● **SOURCE**
━━━━━━━━
# Watson Visual Recognition Training with Spectrogram Images from SETI Signal Data

* https://www.ibm.com/watson/developercloud/visual-recognition/api/v3/
* https://www.ibm.com/watson/developercloud/doc/visual-recognition/customizing.html
* https://github.com/watson-developer-cloud/python-sdk
* https://github.com/watson-developer-cloud/python-sdk/blob/master/watson_developer_cloud/visual_recognition_v3.py

<hr>

## Install the Watson Developer Cloud Python SDK

* Install the Python SDK if has not been previously installed **`!pip install --upgrade watson-developer-cloud`**
* Restart the kernel, after installing the SDK

In [None]:
#!pip install --user --upgrade watson-developer-cloud

# WARNING: YOU MUST READ THIS.

ALL TEAMS WILL BE SHARING A WATSON API KEY FOR THIS WEEKEND. 

THIS MEANS IT IS POSSIBLE FOR YOU TO ACCIDENTALLY DELETE ANOTHER TEAM'S CLASSIFIER. THIS IS BAD. DO NOT DO THIS.

IF YOU NEED TO DELETE YOUR OWN CLASSIFIER IN ORDER TO START OVER, WHICH YOU MIGHT WANT TO DO, YOU CAN RUN THE CODE BELOW THAT DOES THIS, BUT DO NOT MODIFY THAT CODE. THAT CODE WILL CREATE AND DELETE YOUR TEAM'S CLASSIFIER.

In [None]:
#Making a local folder to put my data.

### SET YOUR TEAM NAME HERE! Use this folder to save intermediate results
teamname = 

mydatafolder = os.path.join( os.environ['PWD'], teamname )  
if os.path.exists(mydatafolder) is False:
    raise Exception('This folder needs to already exist. See the Build_And_Package_Spectrograms_HackathonSpark notebook')
    
    
zipfilefolder = mydatafolder + '/zipfiles'
if os.path.exists(zipfilefolder) is False:
    raise Exception('This folder needs to already exist. See the Build_And_Package_Spectrograms_HackathonSpark notebook')

In [None]:
from watson_developer_cloud import VisualRecognitionV3
apiVer = VisualRecognitionV3.latest_version #'2016-05-20'
classifier_prefix = teamname + "_v1_"
━━━━━━━━
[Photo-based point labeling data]

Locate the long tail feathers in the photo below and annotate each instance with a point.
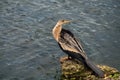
(96, 70)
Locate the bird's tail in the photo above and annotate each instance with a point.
(96, 70)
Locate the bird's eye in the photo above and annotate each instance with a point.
(62, 20)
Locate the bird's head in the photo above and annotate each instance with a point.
(61, 22)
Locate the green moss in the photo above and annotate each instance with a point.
(74, 70)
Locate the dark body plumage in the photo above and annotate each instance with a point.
(71, 46)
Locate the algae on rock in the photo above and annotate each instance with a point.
(75, 70)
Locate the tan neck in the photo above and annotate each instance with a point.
(56, 31)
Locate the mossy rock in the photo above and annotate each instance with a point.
(75, 70)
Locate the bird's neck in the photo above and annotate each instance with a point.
(56, 31)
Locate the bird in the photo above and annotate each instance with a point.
(72, 46)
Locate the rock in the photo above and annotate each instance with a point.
(75, 70)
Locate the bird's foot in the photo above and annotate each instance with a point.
(62, 59)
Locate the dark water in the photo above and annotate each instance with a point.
(27, 48)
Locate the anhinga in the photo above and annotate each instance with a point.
(70, 45)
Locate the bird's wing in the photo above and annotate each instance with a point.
(70, 43)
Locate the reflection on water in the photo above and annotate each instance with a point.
(27, 48)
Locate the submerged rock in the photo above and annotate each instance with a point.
(75, 70)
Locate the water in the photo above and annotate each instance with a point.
(27, 48)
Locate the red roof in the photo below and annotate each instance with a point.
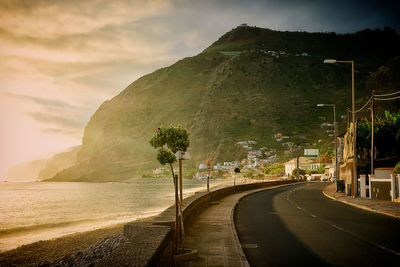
(324, 159)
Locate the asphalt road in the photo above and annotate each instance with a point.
(299, 226)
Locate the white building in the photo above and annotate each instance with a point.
(202, 166)
(304, 164)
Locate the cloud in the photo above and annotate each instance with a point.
(49, 103)
(31, 18)
(58, 120)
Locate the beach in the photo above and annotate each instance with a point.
(50, 251)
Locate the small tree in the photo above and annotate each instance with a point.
(168, 141)
(294, 173)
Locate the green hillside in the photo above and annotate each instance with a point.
(248, 85)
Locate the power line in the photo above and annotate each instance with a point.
(385, 99)
(394, 93)
(369, 100)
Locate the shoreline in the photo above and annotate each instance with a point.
(48, 251)
(52, 250)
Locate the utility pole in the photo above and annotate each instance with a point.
(180, 178)
(177, 238)
(372, 131)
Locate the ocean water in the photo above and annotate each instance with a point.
(30, 212)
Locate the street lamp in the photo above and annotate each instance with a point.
(332, 61)
(335, 129)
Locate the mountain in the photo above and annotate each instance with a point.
(248, 85)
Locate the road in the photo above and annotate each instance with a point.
(299, 226)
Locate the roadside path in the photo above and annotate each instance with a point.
(212, 233)
(379, 206)
(299, 226)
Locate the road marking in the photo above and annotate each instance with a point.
(337, 227)
(249, 246)
(340, 228)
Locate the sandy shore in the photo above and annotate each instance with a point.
(48, 251)
(44, 252)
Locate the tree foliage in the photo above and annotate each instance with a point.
(275, 169)
(168, 141)
(386, 136)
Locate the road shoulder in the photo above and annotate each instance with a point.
(378, 206)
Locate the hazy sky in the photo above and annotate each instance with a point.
(61, 59)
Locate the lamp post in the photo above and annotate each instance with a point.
(332, 61)
(335, 130)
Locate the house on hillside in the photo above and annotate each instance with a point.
(322, 162)
(304, 164)
(159, 171)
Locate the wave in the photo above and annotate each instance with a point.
(89, 223)
(38, 227)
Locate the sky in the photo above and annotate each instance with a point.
(61, 59)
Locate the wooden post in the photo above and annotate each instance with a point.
(176, 215)
(372, 132)
(180, 179)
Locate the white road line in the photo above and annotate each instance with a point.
(341, 229)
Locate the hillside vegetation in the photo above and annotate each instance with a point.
(264, 82)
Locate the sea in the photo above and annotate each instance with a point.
(34, 211)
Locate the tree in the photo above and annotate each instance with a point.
(301, 172)
(168, 141)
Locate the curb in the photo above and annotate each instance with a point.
(360, 206)
(236, 237)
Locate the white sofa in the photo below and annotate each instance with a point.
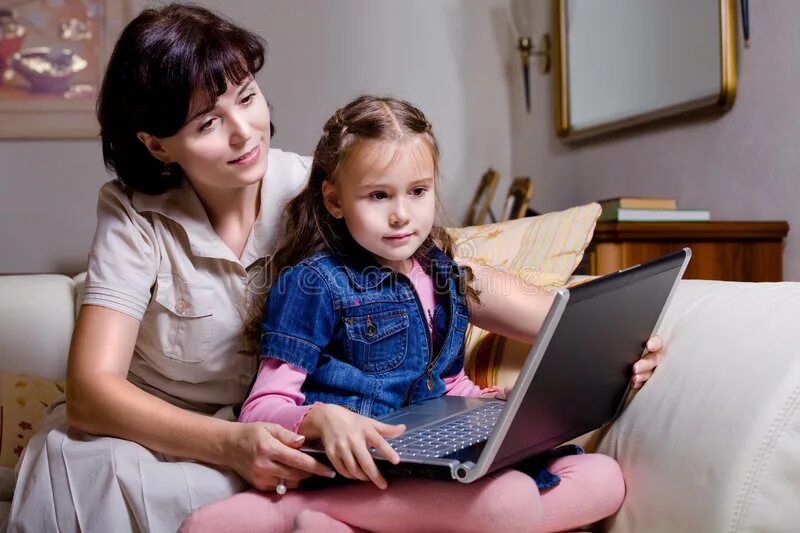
(712, 442)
━━━━━━━━
● **INSTRUCTION**
Write the next part of the SETI spectrogram training notebook, picking up right after its last line of code.

● **RESPONSE FOR THIS EXERCISE**
#You can sign up with WatsonVR through Bluemix to get a key
#However, Hackathon participants will be provided with a WATSON VR key that has more free API calls per day.
apiKey = 'WATSON-VISUAL-RECOGNITION-API-KEY'  


In [None]:
# @hidden_cell
apiKey = ''

In [None]:
!ls $mydatafolder/zipfiles

In [None]:
from __future__ import division

import cStringIO
import glob
import json
import os
import requests
import time
import timeit
import zipfile
import copy

from random import randint

import matplotlib.pyplot as plt
import numpy as np

import ibmseti



<br/>
## Init the Watson Visual Recognition Python Library

* you may need to install the SDK first: **`!pip install --upgrade watson-developer-cloud`**
* you will need the **API** key from the Watson Visual Recognition Service

In [None]:
vr = VisualRecognitionV3(apiVer, api_key=apiKey)

<br/>
## Look For Existing Custom Classifier
Use an existing custom classifier (and update) if one exists, else a new custom classifier will be created

## WARNING: This next cell will delete custom classifiers
# DO NOT DELETE OTHER TEAM'S CLASSIFIERS. 

In [None]:
## Run this cell ONLY IF you want to REMOVE your classifiers
# Otherwise, the subsequent cell will append images to the `classifier_prefix` classifier

## You can run this code below. It will delete a custom classifer that startswith your 'classifier_prefix', which is
#    based on your teamname. 

# You can uncomment and run this code, but do NOT modify it. 

# If you have problems deleting your classifer, talk to an IBMer

# classifiers = vr.list_classifiers()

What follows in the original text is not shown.